▶ **OBJECTIVE**: Express the stretch of the data from the line containing "Spot every instance of the lamp" through the end of the data as a Markdown table with two columns, n for the row number and Line for the line itself. Leave out any blank lines.

>>>>

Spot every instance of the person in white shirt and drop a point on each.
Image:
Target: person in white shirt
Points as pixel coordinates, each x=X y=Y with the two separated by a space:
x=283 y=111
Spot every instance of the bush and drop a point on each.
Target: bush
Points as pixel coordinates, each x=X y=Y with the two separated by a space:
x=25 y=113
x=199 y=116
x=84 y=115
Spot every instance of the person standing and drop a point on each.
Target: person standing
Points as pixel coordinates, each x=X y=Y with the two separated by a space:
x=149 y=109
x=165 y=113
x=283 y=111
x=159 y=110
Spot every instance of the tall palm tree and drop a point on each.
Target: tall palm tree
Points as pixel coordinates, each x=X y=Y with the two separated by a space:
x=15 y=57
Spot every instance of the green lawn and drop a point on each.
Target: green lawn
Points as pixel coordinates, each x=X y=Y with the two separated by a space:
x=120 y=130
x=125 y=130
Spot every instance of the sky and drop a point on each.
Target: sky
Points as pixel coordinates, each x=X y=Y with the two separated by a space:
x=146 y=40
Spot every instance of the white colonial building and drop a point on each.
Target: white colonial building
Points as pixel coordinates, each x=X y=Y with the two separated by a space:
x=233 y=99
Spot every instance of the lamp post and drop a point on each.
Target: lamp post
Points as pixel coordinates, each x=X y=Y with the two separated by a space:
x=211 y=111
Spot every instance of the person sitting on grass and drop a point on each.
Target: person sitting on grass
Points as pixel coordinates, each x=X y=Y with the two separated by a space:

<<<<

▶ **EXPECTED ANSWER**:
| n | Line |
|---|---|
| 1 | Spot every instance of the lamp post and drop a point on each. |
| 2 | Target: lamp post |
| 3 | Points as pixel coordinates, each x=X y=Y with the two separated by a space: |
| 4 | x=211 y=111 |
| 5 | Spot every instance of the person sitting on grass and drop a point on each. |
| 6 | Target: person sitting on grass |
| 7 | Points as pixel coordinates, each x=X y=Y with the two separated by a space: |